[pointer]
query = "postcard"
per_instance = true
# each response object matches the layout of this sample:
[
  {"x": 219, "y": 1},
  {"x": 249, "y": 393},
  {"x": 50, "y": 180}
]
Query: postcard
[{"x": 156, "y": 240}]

- [Stated goal]: Put every line of the entries above into a JSON list of strings, one string per line, skipping blank lines.

- [Task result]:
[
  "[pointer]",
  "query = \"postcard\"",
  "per_instance = true",
  "# each response object matches the layout of this sample:",
  "[",
  "  {\"x\": 219, \"y\": 1},",
  "  {\"x\": 249, \"y\": 393},",
  "  {\"x\": 50, \"y\": 180}",
  "]",
  "Query: postcard",
  "[{\"x\": 156, \"y\": 240}]"
]